Copy the records from the start through the line containing "<point>535,268</point>", both ends included, keeping every line and shifting each point coordinate in the answers up by 30 while leaving all numbers in the requests unchanged. Leave the pictures out of what you write.
Begin Extracted material
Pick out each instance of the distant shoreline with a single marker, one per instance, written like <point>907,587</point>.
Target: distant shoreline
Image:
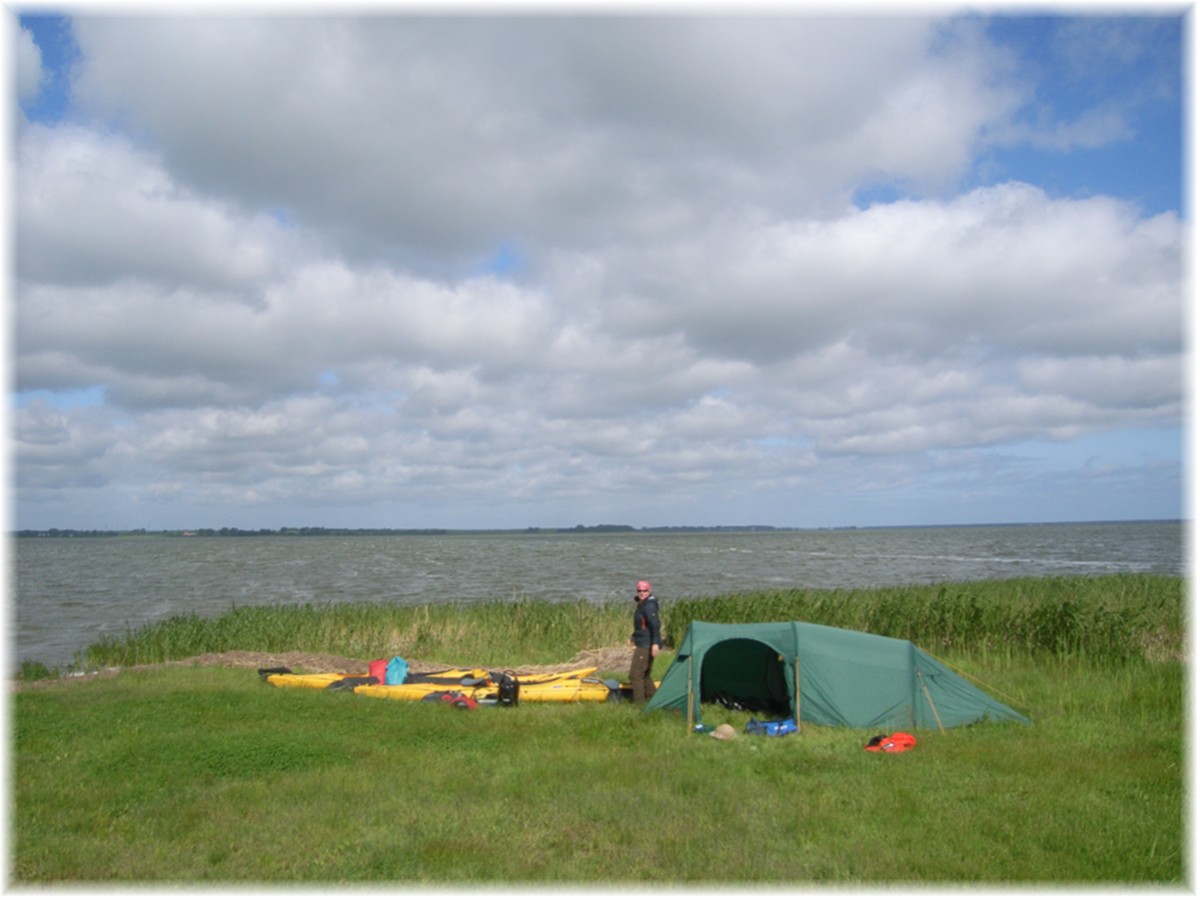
<point>323,532</point>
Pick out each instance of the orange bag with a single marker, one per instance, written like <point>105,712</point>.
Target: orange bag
<point>895,743</point>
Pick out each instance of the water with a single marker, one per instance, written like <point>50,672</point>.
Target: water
<point>72,592</point>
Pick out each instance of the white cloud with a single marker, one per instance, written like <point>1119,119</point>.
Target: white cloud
<point>28,59</point>
<point>281,281</point>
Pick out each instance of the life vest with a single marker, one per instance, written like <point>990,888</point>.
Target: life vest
<point>895,743</point>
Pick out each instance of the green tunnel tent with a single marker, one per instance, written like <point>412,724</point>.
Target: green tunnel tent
<point>823,676</point>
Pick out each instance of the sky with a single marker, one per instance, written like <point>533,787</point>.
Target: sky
<point>535,268</point>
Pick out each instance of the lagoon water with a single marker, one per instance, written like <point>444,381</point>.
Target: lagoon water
<point>71,592</point>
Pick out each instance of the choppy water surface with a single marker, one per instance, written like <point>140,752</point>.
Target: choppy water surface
<point>72,592</point>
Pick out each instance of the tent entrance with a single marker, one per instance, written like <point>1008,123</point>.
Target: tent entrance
<point>748,672</point>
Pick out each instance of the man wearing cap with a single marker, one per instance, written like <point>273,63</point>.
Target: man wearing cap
<point>647,641</point>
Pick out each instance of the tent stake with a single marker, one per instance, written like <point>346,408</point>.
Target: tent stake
<point>925,688</point>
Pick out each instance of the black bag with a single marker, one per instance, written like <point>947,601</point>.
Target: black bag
<point>510,690</point>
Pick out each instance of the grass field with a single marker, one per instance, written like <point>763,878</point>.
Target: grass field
<point>191,775</point>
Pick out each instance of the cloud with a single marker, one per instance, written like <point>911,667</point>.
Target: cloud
<point>28,58</point>
<point>281,270</point>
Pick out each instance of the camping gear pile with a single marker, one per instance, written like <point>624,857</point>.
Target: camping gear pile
<point>461,688</point>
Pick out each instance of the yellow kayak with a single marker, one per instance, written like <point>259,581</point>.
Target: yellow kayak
<point>577,685</point>
<point>309,681</point>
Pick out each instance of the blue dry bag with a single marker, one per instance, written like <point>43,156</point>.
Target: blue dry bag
<point>397,671</point>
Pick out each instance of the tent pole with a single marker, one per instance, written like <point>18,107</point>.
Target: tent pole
<point>925,688</point>
<point>690,660</point>
<point>796,707</point>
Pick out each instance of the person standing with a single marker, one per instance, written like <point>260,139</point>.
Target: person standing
<point>647,641</point>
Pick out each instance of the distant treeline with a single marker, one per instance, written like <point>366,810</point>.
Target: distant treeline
<point>353,532</point>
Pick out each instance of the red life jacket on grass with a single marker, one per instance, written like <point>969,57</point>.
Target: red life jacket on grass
<point>894,743</point>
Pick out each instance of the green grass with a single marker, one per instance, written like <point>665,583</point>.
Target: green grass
<point>209,777</point>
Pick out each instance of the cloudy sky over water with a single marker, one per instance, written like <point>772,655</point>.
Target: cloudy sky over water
<point>407,270</point>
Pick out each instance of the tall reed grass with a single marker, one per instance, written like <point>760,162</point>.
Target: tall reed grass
<point>1107,619</point>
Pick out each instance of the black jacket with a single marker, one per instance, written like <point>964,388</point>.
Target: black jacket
<point>647,629</point>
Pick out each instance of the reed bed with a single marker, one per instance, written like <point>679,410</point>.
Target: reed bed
<point>1107,619</point>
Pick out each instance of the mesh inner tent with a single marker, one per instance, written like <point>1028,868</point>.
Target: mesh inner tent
<point>748,671</point>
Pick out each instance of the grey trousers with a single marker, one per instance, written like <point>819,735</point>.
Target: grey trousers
<point>640,675</point>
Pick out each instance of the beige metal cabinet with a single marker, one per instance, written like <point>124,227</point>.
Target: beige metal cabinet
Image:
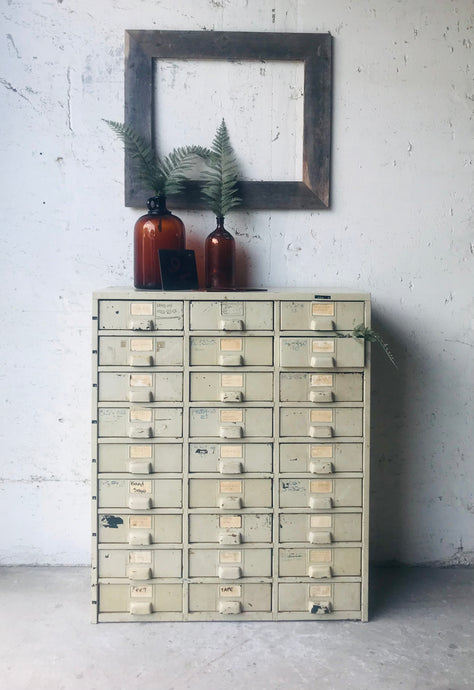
<point>230,465</point>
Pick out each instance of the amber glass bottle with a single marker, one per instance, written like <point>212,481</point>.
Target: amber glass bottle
<point>220,258</point>
<point>157,229</point>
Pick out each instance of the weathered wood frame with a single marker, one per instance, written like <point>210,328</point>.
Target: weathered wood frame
<point>314,50</point>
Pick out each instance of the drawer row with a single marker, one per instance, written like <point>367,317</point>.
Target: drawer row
<point>229,564</point>
<point>229,422</point>
<point>243,528</point>
<point>212,386</point>
<point>235,351</point>
<point>229,599</point>
<point>230,494</point>
<point>229,315</point>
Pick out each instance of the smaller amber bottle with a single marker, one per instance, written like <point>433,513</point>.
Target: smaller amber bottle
<point>220,258</point>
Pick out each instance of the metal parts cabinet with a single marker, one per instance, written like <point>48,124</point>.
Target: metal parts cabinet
<point>231,455</point>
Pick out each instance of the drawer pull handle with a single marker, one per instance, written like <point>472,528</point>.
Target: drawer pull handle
<point>229,572</point>
<point>320,571</point>
<point>141,608</point>
<point>139,538</point>
<point>230,608</point>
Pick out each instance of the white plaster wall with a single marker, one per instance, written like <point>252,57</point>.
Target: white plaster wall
<point>400,227</point>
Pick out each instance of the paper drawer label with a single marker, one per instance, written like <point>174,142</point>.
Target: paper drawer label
<point>230,521</point>
<point>231,344</point>
<point>139,487</point>
<point>320,556</point>
<point>139,522</point>
<point>145,591</point>
<point>321,415</point>
<point>142,309</point>
<point>141,345</point>
<point>230,557</point>
<point>321,451</point>
<point>326,309</point>
<point>137,557</point>
<point>323,346</point>
<point>320,591</point>
<point>232,415</point>
<point>320,486</point>
<point>322,380</point>
<point>230,486</point>
<point>231,452</point>
<point>228,380</point>
<point>140,451</point>
<point>230,590</point>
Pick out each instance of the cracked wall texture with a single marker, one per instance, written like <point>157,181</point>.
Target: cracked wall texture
<point>400,226</point>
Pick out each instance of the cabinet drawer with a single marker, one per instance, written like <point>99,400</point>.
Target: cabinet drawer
<point>232,458</point>
<point>140,351</point>
<point>230,599</point>
<point>319,599</point>
<point>146,315</point>
<point>140,422</point>
<point>233,387</point>
<point>140,600</point>
<point>230,494</point>
<point>321,422</point>
<point>320,563</point>
<point>320,528</point>
<point>140,494</point>
<point>227,315</point>
<point>140,530</point>
<point>140,458</point>
<point>231,351</point>
<point>143,564</point>
<point>245,528</point>
<point>231,422</point>
<point>321,353</point>
<point>321,316</point>
<point>140,387</point>
<point>320,388</point>
<point>320,494</point>
<point>230,564</point>
<point>320,458</point>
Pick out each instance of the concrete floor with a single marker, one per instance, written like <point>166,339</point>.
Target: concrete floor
<point>421,636</point>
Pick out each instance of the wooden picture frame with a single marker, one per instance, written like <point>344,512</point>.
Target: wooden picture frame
<point>314,50</point>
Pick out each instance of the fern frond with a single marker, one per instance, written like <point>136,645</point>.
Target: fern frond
<point>220,180</point>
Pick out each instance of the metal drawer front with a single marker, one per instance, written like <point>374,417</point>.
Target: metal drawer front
<point>231,351</point>
<point>320,388</point>
<point>140,494</point>
<point>320,528</point>
<point>140,599</point>
<point>321,353</point>
<point>240,528</point>
<point>321,494</point>
<point>320,458</point>
<point>321,422</point>
<point>214,597</point>
<point>140,458</point>
<point>140,530</point>
<point>140,351</point>
<point>146,315</point>
<point>231,316</point>
<point>321,316</point>
<point>231,423</point>
<point>230,564</point>
<point>138,422</point>
<point>231,387</point>
<point>230,458</point>
<point>230,494</point>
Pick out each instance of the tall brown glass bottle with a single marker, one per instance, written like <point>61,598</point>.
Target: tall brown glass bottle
<point>157,229</point>
<point>220,258</point>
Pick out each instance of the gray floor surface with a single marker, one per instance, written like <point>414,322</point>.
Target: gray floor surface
<point>420,636</point>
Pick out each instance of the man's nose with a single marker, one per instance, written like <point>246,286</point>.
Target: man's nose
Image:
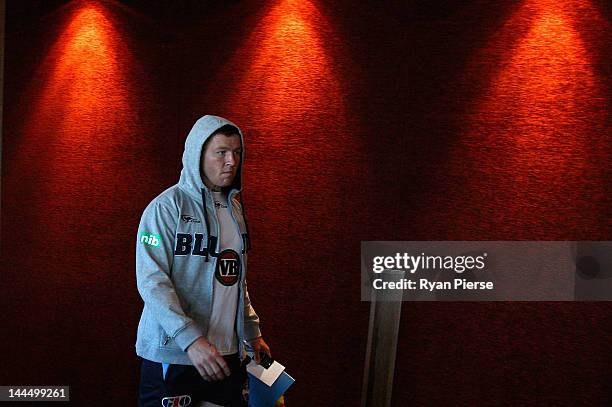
<point>230,160</point>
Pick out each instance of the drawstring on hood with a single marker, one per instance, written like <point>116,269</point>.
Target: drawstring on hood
<point>191,176</point>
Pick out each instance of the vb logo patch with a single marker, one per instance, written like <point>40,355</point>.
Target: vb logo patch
<point>177,401</point>
<point>227,271</point>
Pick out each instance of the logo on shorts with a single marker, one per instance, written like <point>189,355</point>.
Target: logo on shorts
<point>177,401</point>
<point>227,271</point>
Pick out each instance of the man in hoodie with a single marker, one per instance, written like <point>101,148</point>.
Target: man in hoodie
<point>191,257</point>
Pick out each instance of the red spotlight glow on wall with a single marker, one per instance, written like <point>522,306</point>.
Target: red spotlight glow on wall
<point>533,143</point>
<point>74,145</point>
<point>288,69</point>
<point>289,94</point>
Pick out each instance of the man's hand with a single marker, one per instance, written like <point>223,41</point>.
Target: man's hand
<point>259,345</point>
<point>207,360</point>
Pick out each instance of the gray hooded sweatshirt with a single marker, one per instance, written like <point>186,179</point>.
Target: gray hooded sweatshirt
<point>177,250</point>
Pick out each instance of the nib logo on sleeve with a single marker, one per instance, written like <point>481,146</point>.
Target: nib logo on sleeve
<point>151,239</point>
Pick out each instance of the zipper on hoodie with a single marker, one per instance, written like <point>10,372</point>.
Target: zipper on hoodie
<point>240,293</point>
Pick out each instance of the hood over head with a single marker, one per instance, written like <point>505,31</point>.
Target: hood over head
<point>191,176</point>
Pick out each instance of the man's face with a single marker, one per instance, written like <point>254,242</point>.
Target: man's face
<point>221,160</point>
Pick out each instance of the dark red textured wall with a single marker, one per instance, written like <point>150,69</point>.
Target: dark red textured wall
<point>399,121</point>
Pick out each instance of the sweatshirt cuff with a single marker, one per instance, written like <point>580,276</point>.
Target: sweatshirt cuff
<point>187,336</point>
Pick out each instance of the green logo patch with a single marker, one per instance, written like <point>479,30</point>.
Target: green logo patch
End Extracted material
#### Answer to the task
Pick out each instance of the distant shoreline with a single marker, one per instance, written like <point>907,587</point>.
Target: distant shoreline
Image:
<point>353,562</point>
Pick out each instance of the orange bag with a single marker, one per instance, written like <point>105,712</point>.
Target: orange bag
<point>925,773</point>
Pick out each instance of the water with a single marker, one per instance, written like <point>50,672</point>.
Target: water
<point>102,622</point>
Pick out each instance of the white cloud with a single marker, one per instance, written like <point>1119,119</point>.
Target: white cloud
<point>58,89</point>
<point>311,311</point>
Pick out each instance of the life vest with a single marker, one per instance, written like <point>990,888</point>.
Target: life vest
<point>925,773</point>
Pick out each instance of the green tunnel tent with a single marker, one per instance, written like <point>412,724</point>.
Target: green tunnel tent
<point>853,706</point>
Pick out each instance of the sky with a single marker, one per instance, written like <point>533,787</point>.
Target: sky
<point>565,298</point>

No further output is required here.